• **Selected text**
<<<<

CORRESP 1 filename1.htm

 

 

Nelson

Mullins

 

Nelson Mullins Riley & Scarborough LLP

Attorneys and Counselors at Law

50 N. Laura Street, Suite 2850 / Jacksonville, FL 32202

Tel: 904.665.3600 Fax: 904.665.3621

www.nelsonmullins.com

 

Daniel B. Nunn, Jr.

Tel: 904.665.3601

Fax: 904.665.3621

daniel.nunn@nelsonmullins.com

 

December 23, 2014

 

 

 

 

U.S. Securities and Exchange Commission

Division of Corporation Finance

100 F. Street, N.E.

Washington, D.C. 20549

Attn: Loan Lauren P. Nguyen, Special Counsel

 

 

Re:   FRP Holdings, Inc. (the “Company”)
    Preliminary Proxy Statement on Schedule 14A
    Filed December 12, 2014
    File No. 001-36769

 

Dear Ms. Nguyen:

 

We refer to the letter dated December 19, 2014 (the “Comment Letter”), from the U.S. Securities and Exchange Commission (“SEC”) setting forth the comments of the staff of the SEC (the “Staff”) on the above-referenced Preliminary Proxy Statement on Schedule 14A, File No. 001-36769, filed on December 12, 2014 (the “Proxy Statement”).

Concurrently with this response letter, the Company is electronically transmitting an amended preliminary Proxy Statement for filing under the Securities Exchange Act of 1934 (the “Exchange Act”). The amended Proxy Statement includes revisions made in response to the comments of the Staff in the Comment Letter. For your convenience, we have enclosed four clean copies and four copies that have been marked to show changes made to the originally filed Proxy Statement.

>>>>

• **Given data**
<<<<

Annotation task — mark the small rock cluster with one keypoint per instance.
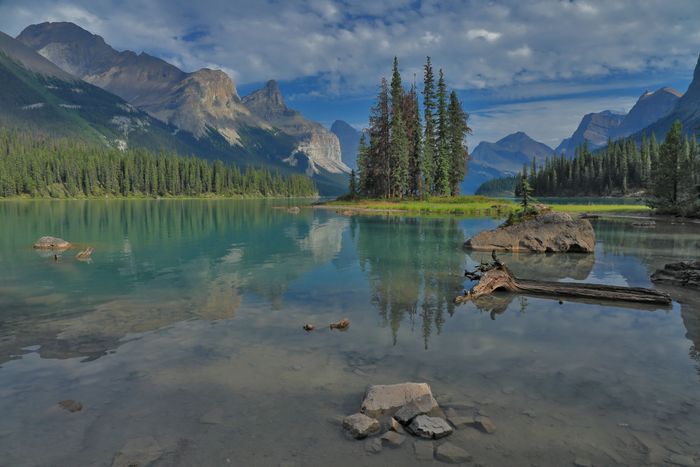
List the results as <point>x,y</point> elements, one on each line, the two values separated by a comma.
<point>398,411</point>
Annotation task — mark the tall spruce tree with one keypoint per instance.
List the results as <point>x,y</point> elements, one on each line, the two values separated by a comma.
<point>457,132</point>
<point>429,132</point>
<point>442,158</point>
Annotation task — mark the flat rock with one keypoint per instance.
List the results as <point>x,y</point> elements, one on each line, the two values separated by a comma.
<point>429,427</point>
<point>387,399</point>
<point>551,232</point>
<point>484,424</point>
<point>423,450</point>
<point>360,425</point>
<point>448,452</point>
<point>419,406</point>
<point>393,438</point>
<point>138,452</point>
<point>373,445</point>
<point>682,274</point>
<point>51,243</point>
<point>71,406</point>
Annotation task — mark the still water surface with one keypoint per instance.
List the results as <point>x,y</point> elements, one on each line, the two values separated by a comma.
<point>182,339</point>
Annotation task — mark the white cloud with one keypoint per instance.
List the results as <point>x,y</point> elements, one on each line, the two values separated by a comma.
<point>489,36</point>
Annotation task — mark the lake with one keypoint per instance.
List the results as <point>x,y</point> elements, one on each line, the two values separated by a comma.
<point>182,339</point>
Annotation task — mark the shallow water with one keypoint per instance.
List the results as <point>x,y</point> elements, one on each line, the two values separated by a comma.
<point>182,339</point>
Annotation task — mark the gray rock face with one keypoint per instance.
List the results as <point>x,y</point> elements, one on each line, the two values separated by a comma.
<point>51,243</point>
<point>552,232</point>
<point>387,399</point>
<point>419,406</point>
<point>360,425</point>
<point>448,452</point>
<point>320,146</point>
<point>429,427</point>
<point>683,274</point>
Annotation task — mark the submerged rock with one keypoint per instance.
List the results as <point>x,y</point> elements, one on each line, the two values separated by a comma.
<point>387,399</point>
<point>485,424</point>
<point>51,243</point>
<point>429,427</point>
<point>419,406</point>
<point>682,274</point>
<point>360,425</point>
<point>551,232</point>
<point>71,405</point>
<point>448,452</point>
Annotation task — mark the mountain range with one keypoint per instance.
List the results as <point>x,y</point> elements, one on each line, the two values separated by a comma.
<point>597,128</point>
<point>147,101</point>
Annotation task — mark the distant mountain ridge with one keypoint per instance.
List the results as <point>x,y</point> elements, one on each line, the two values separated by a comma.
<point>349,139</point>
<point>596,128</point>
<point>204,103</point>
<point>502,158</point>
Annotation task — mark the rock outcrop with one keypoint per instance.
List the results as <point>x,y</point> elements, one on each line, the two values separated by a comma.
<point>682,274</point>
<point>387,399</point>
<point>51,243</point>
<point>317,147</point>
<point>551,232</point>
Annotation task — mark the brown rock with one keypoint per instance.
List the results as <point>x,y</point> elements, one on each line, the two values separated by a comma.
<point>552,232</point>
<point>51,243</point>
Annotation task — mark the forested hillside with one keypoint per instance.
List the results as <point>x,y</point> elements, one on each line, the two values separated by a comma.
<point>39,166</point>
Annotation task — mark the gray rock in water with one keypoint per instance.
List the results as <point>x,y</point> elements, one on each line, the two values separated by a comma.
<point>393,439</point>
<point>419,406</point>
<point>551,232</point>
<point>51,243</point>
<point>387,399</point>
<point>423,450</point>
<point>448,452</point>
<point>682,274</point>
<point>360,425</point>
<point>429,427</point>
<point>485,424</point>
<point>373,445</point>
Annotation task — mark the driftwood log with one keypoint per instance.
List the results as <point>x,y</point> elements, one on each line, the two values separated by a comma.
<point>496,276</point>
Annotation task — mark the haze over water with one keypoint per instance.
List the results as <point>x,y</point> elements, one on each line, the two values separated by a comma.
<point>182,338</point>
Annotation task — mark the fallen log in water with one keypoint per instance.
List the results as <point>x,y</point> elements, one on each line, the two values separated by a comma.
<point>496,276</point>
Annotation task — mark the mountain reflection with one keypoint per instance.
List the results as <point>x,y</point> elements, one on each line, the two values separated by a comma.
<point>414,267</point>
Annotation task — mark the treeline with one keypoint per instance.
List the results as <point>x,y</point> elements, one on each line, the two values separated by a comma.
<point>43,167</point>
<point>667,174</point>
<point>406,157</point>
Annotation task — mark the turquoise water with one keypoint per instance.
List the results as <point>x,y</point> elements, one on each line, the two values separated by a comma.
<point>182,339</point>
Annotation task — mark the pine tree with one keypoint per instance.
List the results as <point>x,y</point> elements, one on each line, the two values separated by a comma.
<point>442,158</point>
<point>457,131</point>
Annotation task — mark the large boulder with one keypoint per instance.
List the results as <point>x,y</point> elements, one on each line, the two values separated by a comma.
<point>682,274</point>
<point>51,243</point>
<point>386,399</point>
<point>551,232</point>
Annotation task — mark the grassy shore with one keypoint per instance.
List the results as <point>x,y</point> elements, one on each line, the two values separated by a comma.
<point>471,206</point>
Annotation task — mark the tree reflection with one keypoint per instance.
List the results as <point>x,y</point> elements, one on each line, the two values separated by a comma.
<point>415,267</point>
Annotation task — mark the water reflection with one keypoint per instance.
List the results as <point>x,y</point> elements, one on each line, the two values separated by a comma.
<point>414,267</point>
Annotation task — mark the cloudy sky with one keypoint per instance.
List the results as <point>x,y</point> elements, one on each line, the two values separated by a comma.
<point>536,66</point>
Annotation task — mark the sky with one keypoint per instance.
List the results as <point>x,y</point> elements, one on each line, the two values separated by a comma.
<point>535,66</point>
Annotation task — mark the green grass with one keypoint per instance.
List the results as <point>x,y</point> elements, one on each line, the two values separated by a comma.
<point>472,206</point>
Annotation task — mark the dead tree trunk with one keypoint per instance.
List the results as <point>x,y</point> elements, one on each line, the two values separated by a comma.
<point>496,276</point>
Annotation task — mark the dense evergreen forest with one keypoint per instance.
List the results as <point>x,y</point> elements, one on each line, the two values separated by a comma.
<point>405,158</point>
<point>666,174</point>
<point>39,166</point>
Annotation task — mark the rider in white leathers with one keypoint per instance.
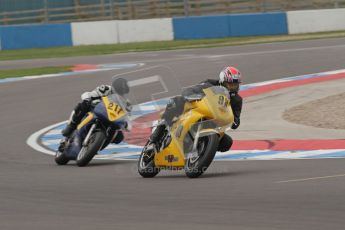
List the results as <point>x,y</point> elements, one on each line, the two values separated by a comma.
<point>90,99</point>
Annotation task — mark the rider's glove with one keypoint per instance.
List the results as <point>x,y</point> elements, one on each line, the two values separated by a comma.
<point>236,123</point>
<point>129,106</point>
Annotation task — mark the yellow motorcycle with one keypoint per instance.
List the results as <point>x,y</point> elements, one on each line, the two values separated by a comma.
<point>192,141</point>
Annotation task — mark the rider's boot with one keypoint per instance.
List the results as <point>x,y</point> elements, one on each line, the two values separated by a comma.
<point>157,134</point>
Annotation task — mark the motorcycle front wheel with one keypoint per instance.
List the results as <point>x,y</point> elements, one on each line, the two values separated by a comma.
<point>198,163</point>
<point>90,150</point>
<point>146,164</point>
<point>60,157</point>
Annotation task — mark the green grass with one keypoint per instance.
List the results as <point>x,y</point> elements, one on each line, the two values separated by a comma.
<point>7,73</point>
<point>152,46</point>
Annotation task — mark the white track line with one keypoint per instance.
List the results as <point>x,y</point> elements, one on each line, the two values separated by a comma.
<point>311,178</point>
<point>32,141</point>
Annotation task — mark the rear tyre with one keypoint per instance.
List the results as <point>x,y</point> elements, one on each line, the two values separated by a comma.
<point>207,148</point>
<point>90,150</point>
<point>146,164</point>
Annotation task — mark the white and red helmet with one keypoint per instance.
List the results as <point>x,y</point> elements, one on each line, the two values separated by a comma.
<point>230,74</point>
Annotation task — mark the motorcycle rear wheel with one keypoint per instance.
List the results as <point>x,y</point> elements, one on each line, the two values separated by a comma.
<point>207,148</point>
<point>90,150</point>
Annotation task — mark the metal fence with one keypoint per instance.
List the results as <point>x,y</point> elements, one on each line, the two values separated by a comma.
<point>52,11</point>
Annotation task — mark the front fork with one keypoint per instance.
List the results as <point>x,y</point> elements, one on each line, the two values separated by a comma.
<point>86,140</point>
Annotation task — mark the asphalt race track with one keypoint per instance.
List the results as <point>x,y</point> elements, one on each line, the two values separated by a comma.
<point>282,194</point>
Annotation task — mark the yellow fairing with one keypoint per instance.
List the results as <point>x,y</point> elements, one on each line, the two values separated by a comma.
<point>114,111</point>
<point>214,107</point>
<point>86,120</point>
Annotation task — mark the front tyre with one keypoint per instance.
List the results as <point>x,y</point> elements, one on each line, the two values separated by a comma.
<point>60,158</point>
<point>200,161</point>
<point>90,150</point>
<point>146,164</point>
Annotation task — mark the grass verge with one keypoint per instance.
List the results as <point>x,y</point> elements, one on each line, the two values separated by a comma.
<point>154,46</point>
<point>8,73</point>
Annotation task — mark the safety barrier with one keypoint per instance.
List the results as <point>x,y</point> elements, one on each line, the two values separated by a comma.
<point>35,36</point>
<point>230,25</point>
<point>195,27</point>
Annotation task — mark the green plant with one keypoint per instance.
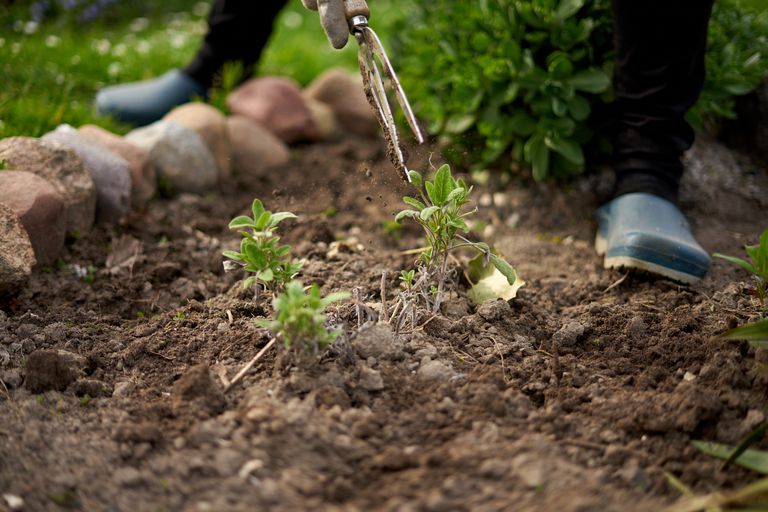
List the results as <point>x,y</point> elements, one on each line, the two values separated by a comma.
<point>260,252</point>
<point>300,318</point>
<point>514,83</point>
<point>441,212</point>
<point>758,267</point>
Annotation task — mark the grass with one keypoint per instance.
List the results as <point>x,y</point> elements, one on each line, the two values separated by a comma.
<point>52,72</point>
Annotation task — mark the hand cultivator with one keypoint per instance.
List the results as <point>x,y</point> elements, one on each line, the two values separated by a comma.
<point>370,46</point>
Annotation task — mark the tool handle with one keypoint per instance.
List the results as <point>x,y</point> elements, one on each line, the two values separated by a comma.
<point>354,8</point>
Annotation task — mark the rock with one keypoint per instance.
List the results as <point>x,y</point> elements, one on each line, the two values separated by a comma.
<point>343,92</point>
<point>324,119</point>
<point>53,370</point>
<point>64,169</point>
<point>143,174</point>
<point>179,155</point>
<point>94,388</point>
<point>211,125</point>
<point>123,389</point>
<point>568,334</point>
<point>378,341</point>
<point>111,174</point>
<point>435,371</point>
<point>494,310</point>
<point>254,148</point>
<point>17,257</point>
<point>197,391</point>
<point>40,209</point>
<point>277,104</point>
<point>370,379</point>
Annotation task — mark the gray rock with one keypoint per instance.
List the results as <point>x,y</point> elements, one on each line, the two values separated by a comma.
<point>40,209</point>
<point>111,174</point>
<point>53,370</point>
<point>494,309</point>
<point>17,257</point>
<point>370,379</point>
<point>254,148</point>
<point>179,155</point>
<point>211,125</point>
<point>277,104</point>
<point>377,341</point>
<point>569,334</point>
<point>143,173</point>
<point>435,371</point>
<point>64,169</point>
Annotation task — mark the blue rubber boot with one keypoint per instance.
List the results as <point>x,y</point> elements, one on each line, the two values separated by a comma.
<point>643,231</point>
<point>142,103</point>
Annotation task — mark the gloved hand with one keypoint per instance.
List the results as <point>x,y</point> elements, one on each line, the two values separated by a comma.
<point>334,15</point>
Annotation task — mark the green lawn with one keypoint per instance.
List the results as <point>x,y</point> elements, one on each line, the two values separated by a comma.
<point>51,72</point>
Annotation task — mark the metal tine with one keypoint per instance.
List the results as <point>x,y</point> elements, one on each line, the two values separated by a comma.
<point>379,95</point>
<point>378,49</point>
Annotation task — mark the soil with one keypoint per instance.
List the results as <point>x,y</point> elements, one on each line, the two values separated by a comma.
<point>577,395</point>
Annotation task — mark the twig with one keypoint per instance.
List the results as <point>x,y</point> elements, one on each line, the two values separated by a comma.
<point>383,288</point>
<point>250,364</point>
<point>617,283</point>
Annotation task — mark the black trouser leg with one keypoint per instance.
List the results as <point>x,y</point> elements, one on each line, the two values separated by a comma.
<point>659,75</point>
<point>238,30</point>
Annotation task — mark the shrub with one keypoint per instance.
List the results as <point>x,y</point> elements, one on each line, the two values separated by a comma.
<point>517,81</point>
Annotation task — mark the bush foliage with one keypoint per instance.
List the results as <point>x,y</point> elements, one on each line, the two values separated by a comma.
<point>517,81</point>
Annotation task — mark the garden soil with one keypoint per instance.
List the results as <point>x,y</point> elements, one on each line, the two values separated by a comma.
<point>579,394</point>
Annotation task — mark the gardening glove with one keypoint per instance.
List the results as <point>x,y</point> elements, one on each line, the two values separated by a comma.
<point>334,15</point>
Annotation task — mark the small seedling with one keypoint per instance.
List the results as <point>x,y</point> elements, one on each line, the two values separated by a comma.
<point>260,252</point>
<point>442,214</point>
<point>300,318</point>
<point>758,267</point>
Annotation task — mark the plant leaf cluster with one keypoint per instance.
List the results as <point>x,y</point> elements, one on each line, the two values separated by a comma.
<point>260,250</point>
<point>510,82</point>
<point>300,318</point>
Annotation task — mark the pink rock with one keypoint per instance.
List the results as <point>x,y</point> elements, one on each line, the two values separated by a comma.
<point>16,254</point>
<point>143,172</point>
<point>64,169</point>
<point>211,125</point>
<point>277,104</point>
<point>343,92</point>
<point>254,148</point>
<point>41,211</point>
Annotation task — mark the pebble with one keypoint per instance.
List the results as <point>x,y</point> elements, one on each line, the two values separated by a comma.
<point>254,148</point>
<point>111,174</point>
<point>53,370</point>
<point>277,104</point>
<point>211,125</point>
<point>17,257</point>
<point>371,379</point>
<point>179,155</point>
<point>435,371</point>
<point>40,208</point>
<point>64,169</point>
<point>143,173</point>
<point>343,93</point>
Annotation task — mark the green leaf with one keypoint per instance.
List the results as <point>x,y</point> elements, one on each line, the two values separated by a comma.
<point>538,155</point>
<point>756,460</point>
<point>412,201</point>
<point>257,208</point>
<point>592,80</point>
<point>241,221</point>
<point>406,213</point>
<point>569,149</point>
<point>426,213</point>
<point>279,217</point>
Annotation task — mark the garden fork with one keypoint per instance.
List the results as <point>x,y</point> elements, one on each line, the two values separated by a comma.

>>>>

• **Requests**
#1 Extract the passage of the letter to the SEC from "Attorneys and Counselors" up to and including "B. Nunn, Jr.".
#2 In the letter to the SEC, what date is given for the Comment Letter?

• **In response**
#1
Attorneys and Counselors at Law

50 N. Laura Street, Suite 2850 / Jacksonville, FL 32202

Tel: 904.665.3600 Fax: 904.665.3621

www.nelsonmullins.com

 

Daniel B. Nunn, Jr.

#2 December 19, 2014